Rewrite the records below, changing "keypoint" to "marker" and leaving everything else as it is.

'''

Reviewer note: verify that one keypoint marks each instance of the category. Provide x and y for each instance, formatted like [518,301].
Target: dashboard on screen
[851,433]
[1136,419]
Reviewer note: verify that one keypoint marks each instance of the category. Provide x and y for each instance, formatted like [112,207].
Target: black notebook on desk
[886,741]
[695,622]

'''

#### EXERCISE RESPONSE
Reviewer note: verify that one marker marks each instance of the category. Provide x and y for each instance, formatted like [518,301].
Target: dashboard on screen
[851,433]
[1136,419]
Reviewer note: verify that one marker marks each instance of the category. Provide x and y for each instance, formatted like [112,207].
Target: black notebook on desk
[886,741]
[695,622]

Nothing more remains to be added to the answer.